#### 待办任务
在下面的列表中找出所有含有字符串“jacket”的行，并把这些行逐一抄写出来。

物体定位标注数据
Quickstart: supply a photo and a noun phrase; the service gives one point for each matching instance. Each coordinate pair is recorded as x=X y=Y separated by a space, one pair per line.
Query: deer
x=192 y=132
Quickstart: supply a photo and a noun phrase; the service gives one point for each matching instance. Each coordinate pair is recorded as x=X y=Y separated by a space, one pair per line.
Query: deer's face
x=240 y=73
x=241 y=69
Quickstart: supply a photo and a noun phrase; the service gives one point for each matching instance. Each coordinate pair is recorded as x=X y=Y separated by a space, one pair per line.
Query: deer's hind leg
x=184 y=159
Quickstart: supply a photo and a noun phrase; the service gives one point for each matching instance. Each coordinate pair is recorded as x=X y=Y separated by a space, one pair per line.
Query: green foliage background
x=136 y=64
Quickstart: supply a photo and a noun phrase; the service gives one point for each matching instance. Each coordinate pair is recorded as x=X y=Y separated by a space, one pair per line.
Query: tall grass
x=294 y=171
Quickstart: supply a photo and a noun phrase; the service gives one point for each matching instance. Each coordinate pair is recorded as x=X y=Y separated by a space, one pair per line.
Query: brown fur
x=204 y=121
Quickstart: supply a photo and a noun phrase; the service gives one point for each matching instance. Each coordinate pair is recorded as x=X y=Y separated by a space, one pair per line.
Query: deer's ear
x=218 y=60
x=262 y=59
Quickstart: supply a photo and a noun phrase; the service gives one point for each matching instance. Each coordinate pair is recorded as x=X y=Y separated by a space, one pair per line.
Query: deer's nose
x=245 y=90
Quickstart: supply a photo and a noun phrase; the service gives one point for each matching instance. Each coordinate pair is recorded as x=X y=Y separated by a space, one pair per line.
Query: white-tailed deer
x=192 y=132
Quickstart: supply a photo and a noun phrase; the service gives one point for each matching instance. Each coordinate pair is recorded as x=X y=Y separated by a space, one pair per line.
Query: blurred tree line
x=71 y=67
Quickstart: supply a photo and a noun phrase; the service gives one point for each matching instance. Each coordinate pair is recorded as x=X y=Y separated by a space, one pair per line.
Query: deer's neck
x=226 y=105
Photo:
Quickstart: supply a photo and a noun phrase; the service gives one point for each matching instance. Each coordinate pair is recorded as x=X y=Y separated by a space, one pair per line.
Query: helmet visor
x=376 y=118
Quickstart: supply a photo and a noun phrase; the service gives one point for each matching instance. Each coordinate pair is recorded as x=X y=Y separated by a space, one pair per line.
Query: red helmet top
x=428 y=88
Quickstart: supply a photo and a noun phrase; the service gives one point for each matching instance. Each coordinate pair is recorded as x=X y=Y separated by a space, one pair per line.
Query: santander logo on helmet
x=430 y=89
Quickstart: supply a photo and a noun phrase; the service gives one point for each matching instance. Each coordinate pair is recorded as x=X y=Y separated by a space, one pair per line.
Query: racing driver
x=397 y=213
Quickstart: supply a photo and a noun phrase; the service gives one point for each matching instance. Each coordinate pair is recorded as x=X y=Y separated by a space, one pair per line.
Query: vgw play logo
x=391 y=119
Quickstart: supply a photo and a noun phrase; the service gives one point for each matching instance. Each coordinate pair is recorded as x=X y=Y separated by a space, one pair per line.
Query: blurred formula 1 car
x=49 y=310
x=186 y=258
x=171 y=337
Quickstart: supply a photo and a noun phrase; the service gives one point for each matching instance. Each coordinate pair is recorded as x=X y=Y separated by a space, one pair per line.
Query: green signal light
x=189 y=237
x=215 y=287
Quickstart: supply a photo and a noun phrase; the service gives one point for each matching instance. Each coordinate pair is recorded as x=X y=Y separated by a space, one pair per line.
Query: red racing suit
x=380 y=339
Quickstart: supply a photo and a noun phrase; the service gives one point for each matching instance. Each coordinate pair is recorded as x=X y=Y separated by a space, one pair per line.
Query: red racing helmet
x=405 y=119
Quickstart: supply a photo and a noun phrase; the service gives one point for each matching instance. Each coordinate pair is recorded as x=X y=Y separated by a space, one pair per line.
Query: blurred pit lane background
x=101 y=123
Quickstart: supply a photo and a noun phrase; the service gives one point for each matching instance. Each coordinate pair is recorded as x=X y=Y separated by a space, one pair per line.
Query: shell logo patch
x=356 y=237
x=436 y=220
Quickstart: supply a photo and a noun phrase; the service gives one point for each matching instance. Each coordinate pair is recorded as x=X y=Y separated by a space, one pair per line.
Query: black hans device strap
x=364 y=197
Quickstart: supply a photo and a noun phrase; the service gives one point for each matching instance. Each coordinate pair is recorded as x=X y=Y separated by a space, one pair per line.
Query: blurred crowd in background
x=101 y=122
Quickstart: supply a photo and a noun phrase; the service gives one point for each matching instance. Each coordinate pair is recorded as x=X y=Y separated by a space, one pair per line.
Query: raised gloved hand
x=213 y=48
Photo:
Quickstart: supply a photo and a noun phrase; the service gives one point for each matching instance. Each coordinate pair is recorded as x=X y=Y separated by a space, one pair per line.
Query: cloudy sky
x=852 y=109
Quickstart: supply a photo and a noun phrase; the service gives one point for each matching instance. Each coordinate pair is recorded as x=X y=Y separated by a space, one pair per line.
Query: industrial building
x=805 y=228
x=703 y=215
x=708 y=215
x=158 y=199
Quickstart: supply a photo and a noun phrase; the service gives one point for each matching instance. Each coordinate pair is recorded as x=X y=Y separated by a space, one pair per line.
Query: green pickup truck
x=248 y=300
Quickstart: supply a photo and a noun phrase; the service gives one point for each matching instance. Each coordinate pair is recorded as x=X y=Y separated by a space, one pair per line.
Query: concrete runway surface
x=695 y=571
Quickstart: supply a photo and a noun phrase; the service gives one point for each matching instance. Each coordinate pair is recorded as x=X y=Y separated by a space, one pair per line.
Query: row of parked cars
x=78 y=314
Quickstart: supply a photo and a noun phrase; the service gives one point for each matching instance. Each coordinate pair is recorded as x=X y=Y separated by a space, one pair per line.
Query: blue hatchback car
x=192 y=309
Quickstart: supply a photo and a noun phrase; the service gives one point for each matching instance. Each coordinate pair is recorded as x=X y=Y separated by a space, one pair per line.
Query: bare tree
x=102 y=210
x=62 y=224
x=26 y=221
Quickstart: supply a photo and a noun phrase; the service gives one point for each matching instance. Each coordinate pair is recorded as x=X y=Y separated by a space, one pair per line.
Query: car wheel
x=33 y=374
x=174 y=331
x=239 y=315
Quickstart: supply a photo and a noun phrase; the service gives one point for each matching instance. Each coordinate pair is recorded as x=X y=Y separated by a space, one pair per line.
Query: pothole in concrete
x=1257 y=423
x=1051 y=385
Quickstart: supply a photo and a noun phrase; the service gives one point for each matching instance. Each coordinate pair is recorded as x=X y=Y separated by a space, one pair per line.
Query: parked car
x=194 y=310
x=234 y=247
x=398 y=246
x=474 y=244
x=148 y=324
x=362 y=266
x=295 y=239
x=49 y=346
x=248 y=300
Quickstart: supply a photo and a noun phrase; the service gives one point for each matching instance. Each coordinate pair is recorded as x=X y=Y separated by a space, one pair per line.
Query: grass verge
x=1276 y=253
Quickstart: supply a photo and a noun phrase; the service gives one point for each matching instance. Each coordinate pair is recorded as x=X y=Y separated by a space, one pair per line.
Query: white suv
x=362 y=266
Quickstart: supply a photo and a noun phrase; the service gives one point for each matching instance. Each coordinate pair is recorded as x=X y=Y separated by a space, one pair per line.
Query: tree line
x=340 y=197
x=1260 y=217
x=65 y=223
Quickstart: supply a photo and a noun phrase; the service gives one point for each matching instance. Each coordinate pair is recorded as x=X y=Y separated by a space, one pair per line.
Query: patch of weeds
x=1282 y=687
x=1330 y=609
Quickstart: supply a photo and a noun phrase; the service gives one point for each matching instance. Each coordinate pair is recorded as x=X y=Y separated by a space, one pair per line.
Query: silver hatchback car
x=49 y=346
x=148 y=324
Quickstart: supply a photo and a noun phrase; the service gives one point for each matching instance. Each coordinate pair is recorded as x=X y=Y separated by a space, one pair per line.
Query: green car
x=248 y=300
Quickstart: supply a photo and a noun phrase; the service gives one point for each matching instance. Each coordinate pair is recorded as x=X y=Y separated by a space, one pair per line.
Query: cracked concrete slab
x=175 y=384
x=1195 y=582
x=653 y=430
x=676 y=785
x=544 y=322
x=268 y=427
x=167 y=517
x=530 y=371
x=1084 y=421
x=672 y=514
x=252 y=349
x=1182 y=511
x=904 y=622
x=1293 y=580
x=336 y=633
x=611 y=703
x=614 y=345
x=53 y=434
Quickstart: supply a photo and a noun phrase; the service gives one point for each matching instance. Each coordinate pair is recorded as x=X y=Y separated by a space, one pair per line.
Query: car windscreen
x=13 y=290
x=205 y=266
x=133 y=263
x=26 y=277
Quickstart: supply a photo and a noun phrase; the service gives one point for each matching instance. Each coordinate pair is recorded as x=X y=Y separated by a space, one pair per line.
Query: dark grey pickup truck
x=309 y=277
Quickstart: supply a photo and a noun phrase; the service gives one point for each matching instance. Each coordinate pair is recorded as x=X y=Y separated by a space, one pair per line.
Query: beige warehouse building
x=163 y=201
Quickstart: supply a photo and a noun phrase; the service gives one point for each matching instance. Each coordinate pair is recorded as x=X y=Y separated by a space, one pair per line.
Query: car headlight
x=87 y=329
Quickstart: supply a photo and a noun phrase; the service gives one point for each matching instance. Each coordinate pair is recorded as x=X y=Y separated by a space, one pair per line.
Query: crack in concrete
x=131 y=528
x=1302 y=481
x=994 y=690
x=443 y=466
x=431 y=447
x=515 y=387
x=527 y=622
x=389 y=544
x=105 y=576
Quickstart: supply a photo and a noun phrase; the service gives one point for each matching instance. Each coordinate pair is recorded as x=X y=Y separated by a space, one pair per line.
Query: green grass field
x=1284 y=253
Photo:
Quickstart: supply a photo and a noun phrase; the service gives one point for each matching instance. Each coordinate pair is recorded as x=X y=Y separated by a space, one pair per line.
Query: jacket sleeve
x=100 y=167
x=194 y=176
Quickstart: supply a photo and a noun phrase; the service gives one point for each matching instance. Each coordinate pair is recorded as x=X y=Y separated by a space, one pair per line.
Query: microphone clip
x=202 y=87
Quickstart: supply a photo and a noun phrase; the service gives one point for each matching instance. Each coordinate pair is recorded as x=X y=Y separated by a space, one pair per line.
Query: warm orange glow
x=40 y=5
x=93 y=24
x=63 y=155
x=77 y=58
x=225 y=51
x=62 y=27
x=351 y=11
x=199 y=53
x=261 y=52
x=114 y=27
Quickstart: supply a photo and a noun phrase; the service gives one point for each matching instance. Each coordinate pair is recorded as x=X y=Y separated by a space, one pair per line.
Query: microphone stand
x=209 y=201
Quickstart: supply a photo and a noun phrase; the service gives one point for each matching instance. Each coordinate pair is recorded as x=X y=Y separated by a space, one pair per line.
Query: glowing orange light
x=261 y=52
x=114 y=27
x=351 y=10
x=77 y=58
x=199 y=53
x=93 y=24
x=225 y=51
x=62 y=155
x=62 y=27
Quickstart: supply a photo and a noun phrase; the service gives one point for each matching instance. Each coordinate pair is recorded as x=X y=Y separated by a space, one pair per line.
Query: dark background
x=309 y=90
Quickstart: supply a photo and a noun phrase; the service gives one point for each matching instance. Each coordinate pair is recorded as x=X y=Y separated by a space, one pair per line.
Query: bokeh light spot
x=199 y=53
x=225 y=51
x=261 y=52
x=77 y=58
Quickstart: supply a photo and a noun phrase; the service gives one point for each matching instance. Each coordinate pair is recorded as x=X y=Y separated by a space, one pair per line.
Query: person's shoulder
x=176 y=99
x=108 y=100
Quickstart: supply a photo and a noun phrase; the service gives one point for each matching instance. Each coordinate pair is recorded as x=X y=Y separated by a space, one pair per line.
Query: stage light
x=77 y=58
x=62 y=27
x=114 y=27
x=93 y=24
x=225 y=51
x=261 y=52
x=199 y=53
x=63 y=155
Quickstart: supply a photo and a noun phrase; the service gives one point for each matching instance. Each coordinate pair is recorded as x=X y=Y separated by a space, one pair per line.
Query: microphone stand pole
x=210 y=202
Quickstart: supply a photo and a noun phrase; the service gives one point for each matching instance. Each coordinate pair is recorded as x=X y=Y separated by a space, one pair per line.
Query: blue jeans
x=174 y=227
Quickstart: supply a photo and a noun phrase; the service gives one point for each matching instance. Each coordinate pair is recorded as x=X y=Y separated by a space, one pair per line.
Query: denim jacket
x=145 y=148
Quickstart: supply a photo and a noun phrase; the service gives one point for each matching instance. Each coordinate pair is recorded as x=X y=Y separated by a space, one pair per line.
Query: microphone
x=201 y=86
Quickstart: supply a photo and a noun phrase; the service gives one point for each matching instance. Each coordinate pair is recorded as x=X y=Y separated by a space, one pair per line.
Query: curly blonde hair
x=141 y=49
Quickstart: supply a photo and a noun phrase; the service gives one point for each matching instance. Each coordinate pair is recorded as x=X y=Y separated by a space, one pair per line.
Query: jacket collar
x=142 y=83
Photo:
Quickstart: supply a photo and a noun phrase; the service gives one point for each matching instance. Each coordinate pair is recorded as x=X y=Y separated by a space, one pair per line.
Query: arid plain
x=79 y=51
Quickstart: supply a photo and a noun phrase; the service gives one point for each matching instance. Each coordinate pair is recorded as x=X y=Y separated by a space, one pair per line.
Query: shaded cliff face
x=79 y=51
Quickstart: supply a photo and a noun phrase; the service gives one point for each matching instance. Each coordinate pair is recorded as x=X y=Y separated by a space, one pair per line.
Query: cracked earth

#### 完整回答
Query: jacket sleeve
Query: denim jacket
Query: jacket collar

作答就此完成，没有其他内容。